> WORK INSTRUCTION:
For this exercise, repeat the records below exactly and omit every picture.

(Saved entries)
=== Section Start ===

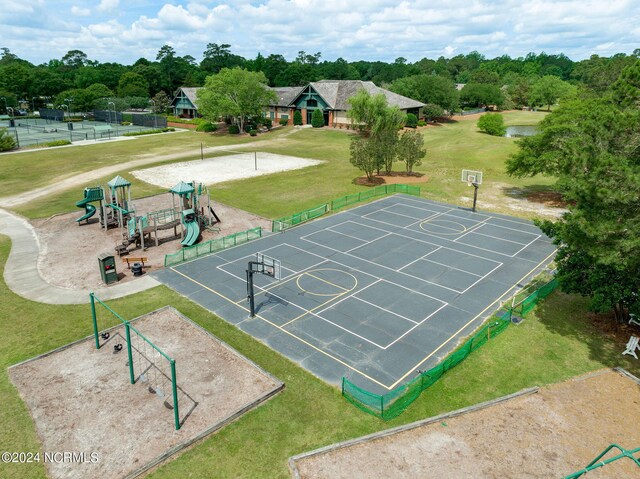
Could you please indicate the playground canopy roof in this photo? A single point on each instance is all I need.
(118, 182)
(182, 188)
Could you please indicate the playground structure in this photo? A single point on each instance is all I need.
(195, 215)
(115, 206)
(192, 209)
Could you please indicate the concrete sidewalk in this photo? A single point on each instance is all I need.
(23, 278)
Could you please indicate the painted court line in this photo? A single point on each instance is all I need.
(481, 313)
(304, 341)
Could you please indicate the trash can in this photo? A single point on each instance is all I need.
(107, 264)
(136, 269)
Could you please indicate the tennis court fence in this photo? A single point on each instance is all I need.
(287, 222)
(211, 246)
(395, 402)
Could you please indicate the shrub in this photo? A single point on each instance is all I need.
(492, 124)
(411, 121)
(58, 143)
(297, 118)
(7, 142)
(206, 126)
(317, 118)
(267, 123)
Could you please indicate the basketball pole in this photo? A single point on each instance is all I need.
(475, 195)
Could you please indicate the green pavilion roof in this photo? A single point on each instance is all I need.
(182, 188)
(118, 182)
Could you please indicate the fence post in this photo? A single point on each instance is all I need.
(128, 334)
(176, 414)
(95, 321)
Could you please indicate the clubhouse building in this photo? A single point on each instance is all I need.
(330, 96)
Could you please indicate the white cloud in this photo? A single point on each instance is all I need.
(107, 5)
(80, 12)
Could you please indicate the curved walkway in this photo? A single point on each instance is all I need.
(23, 278)
(21, 270)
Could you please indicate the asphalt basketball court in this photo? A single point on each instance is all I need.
(374, 293)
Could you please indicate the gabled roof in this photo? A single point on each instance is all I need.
(338, 92)
(190, 93)
(286, 94)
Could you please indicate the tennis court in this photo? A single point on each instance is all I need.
(36, 131)
(374, 293)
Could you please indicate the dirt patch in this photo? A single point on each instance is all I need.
(222, 168)
(68, 251)
(392, 179)
(504, 198)
(81, 399)
(551, 433)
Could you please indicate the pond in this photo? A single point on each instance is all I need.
(517, 131)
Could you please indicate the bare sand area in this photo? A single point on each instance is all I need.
(82, 401)
(553, 432)
(222, 168)
(69, 252)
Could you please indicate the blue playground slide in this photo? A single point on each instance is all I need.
(192, 233)
(89, 209)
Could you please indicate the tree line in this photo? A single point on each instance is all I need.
(590, 143)
(532, 80)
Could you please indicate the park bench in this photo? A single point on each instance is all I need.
(131, 260)
(632, 345)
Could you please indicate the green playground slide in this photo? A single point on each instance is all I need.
(191, 236)
(89, 209)
(90, 194)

=== Section End ===

> SOLVED PROBLEM:
Could you please indicate the playground canopy roof in this photo? A single point on each instance is all I need.
(118, 182)
(182, 188)
Could you please indicate the playground structure in this photo? A single point on each instance is all I need.
(195, 215)
(115, 206)
(192, 209)
Could you please indicate the concrete sidewalk in this photo? A single point on each instance is all I need.
(23, 278)
Could you please indicate the painted court line in this photo? A single point on each instance is all I need.
(481, 313)
(304, 341)
Could you please indicate the trash can in this photo? A single point on each instance is all I need.
(107, 264)
(136, 269)
Could you please indicate the tennis court fence in this photo? A single point on each instance is all I need.
(287, 222)
(211, 246)
(395, 402)
Could you please indicate the shrub in this photo? A single point on each instance is all I need.
(492, 124)
(411, 121)
(58, 143)
(297, 118)
(7, 142)
(206, 126)
(317, 118)
(267, 123)
Could you please indicate the basketball pole in this photo? A single point on each instance is all I need.
(475, 195)
Could you please indicate the green pavilion roof in this photo? A single point on each instance is all I need.
(182, 188)
(118, 182)
Could you please indicate the fence post in this photo? A single point on each instance is all I need.
(128, 334)
(176, 414)
(95, 321)
Could you please indicate the clubhouse building in this photo? A single point on each instance is all I need.
(330, 96)
Could you please indicate the white cloud in this photo? A single point on each instance is all I need.
(107, 5)
(80, 12)
Could you please indicate the curved walkway in this photo? A single point on each instance is all I need.
(23, 278)
(21, 270)
Could you please indicate the asphalt basketball court in this photo? A single point on each instance is all I need.
(374, 293)
Could you please indicate the gabled roof in this photo? A single point on each instance is all I need.
(338, 92)
(190, 93)
(286, 94)
Could you please indicate the tennis court in this photo? A single point on each instance is all I need.
(36, 131)
(374, 293)
Could you please indicate the dirt patch in this photo? A single point on each instance is all I need.
(222, 168)
(68, 251)
(392, 179)
(504, 198)
(81, 399)
(551, 433)
Could you please indicate the pond in this photo? A single point on each instance is all I need.
(517, 131)
Could you please indicate the bare sand area in this photo? A single point on each instance is all I need.
(82, 401)
(553, 432)
(222, 168)
(69, 252)
Could you please indicate the blue playground slide in this photo? A single point on each instance is all I need.
(192, 233)
(89, 209)
Could you please indicate the tree line in this photo? A single point on each instance is all I need.
(590, 143)
(532, 80)
Could you please indicate the park bench in this photo? A single point on each instance is all I need.
(131, 260)
(632, 345)
Could you please indicate the green playground slide in this photo? A single point on each instance is all I need.
(191, 236)
(89, 209)
(90, 194)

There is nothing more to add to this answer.